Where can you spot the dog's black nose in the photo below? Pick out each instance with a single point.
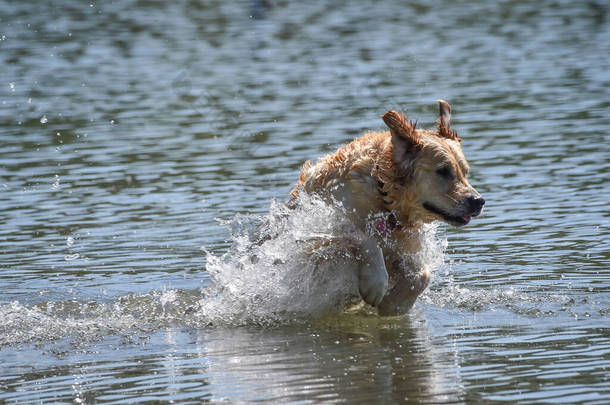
(476, 203)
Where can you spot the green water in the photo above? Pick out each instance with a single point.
(128, 130)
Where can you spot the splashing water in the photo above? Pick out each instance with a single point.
(284, 266)
(279, 267)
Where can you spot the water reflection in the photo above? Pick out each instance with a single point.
(349, 358)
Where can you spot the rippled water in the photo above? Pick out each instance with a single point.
(133, 134)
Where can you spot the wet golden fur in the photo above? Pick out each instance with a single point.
(417, 175)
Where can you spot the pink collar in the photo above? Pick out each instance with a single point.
(384, 226)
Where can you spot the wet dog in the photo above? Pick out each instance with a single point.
(408, 177)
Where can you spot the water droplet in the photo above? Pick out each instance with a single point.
(71, 257)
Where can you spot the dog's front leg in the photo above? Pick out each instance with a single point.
(402, 296)
(373, 276)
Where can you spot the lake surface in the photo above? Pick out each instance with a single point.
(134, 137)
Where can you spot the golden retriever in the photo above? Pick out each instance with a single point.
(408, 177)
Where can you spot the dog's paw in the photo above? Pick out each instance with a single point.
(373, 285)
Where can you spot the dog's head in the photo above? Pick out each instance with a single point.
(430, 172)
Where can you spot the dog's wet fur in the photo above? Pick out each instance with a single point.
(413, 176)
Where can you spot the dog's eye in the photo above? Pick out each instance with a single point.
(445, 172)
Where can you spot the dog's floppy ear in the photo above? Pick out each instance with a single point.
(405, 141)
(444, 122)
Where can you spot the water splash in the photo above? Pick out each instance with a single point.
(279, 267)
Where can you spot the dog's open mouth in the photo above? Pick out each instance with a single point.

* * * * * * *

Rewrite the entries from the line with "Where can you spot the golden" through the last entry, swapping "Pick out" for "Mark" and changing nothing else.

Where can you spot the golden retriever in the photo above? Mark each instance with a single point.
(408, 177)
Where can you spot the dog's paw in the photo above? Mark each instance with a single point.
(373, 285)
Where can you spot the dog's head in the photo above? Mark each instance with a single point.
(430, 172)
Where can you spot the dog's wet fur in the photo above? Mark each instance with a single point.
(413, 176)
Where can you spot the dog's eye in the photo above? Mark each instance with a single point.
(445, 172)
Where can you spot the dog's floppy ear in the photo above? Mark each instance with a single point.
(405, 141)
(444, 122)
Where can you spot the water splash in the photo above? Mark each instance with a single point.
(279, 267)
Where can you spot the dog's open mouth in the photo above? Mark each instance with a single point.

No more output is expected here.